** Start Text section **

It took well into the third quarter, but Missouri (4-0) finally turned it on to get past Arkansas State on Saturday. As we have said all season, the Tigers needed to prove something outside a soft non-conference slate. A win at Vanderbilt could alleviate virtually all of the pressure with games against Tennessee and Kentucky still to come. Missouri needs to return to the postseason this year, which should be easy if the defense continues to produce takeaways and QB James Franklin cruises along playing at a high level. Next up: at Vanderbilt.

** End Text section **
** Start Data rows **

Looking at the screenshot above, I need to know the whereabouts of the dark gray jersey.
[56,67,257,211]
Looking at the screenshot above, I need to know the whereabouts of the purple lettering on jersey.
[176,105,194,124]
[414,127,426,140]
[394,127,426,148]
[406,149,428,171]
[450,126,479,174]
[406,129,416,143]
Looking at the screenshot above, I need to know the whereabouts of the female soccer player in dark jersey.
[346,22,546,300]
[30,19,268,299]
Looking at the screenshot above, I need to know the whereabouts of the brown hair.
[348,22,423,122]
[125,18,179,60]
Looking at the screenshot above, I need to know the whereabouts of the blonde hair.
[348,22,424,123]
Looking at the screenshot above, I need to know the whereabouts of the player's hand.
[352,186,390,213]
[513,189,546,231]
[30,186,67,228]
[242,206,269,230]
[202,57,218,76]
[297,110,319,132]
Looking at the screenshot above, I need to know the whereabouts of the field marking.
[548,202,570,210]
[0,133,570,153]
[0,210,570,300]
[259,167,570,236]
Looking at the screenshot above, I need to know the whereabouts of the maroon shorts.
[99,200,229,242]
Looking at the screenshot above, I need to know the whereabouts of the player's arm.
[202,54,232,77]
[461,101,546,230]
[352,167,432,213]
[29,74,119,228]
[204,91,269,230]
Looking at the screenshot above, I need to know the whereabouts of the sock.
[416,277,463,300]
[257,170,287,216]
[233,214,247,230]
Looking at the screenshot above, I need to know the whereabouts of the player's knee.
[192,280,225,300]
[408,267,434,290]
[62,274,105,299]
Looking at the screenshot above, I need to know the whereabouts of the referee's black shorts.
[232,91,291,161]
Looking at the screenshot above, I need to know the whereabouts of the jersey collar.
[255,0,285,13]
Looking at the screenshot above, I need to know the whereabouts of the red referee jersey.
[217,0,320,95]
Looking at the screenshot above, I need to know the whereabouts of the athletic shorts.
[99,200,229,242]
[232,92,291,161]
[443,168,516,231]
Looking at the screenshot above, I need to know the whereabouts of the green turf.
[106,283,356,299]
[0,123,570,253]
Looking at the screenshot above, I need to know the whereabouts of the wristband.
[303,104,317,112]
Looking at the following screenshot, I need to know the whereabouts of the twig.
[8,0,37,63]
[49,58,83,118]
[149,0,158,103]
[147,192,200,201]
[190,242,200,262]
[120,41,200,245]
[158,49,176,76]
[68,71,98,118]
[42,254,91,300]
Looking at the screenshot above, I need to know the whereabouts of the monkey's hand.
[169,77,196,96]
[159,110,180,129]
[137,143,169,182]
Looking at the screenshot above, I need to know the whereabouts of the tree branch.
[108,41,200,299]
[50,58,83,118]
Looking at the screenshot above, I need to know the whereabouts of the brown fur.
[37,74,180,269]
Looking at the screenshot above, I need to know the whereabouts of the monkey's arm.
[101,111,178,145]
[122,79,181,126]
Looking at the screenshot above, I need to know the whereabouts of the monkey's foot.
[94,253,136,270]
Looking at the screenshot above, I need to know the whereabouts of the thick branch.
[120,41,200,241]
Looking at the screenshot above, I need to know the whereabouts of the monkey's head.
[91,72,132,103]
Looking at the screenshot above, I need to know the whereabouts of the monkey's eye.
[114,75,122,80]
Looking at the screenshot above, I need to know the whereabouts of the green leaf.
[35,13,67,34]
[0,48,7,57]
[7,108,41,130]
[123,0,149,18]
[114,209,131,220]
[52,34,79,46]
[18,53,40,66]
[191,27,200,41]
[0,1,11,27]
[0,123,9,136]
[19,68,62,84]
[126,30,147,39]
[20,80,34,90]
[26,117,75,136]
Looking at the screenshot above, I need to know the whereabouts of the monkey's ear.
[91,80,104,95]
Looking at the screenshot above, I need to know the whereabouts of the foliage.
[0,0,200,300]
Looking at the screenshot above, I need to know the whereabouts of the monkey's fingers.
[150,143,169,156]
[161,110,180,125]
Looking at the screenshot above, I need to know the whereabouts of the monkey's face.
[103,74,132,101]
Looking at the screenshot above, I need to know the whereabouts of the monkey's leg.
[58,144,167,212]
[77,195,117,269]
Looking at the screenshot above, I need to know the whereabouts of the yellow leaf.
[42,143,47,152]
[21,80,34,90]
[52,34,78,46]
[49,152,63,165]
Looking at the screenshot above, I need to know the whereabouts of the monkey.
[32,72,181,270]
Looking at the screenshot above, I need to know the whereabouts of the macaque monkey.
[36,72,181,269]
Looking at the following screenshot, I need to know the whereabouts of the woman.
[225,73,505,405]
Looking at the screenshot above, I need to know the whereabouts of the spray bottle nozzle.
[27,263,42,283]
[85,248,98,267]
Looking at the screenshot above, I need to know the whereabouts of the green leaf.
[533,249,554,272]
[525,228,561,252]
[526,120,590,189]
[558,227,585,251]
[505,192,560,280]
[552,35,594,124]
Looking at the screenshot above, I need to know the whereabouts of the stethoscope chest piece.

** End Data rows **

• What you need to do
1. Could you update the records from the line containing "of the woman." through the end of the records, inclusive, so that "spray bottle nozzle" becomes "spray nozzle" and everything else stays the same?
2. Can you take the Missouri football recap further, picking up right after its final sentence?

• Final answers
1.
Looking at the following screenshot, I need to know the whereabouts of the woman.
[225,73,505,405]
Looking at the screenshot above, I need to know the whereabouts of the spray nozzle.
[27,263,42,283]
[85,248,98,267]
Looking at the screenshot above, I need to know the whereabouts of the green leaf.
[533,249,554,272]
[525,228,561,252]
[526,120,590,189]
[558,227,585,251]
[505,192,560,280]
[552,35,594,124]
Looking at the screenshot above, I need to know the whereabouts of the stethoscope chest piece.

2.
10.  Mike London, Virginia (Last Week: NR); Lost at Pittsburgh, 14-3

London enters the countdown as a result of West Virginia coach Dana Holgorsen scoring a strong win to relieve some of the pressure. Iowa’s Kirk Ferentz also kept himself off the list with a blowout win at Minnesota. How much trouble London is really in remains to be seen, though the Cavaliers underachieved last year. Now in Year 4, London might need to get Virginia (2-2, 0-1) back to a bowl game in order to prove the program is headed in the right direction. It doesn’t help that the team is just 8-17 in ACC play so far under London. The Cavs wrap up their non-conference slate this week. Assuming they win, London should be safe with three conference wins. Next up: Ball State.


Feeling heat: Dana Holgorsen (West Virginia), Kirk Ferentz (Iowa), Tim Beckman (Illinois), Willie Taggart (South Florida), Tony Levine (Houston), Paul Johnson (Georgia Tech), Matt Rhule (Temple), Paul Chryst (Pittsburgh), Scott Shafer (Syracuse), Dan Mullen (Mississippi State), Darrell Hazell (Purdue).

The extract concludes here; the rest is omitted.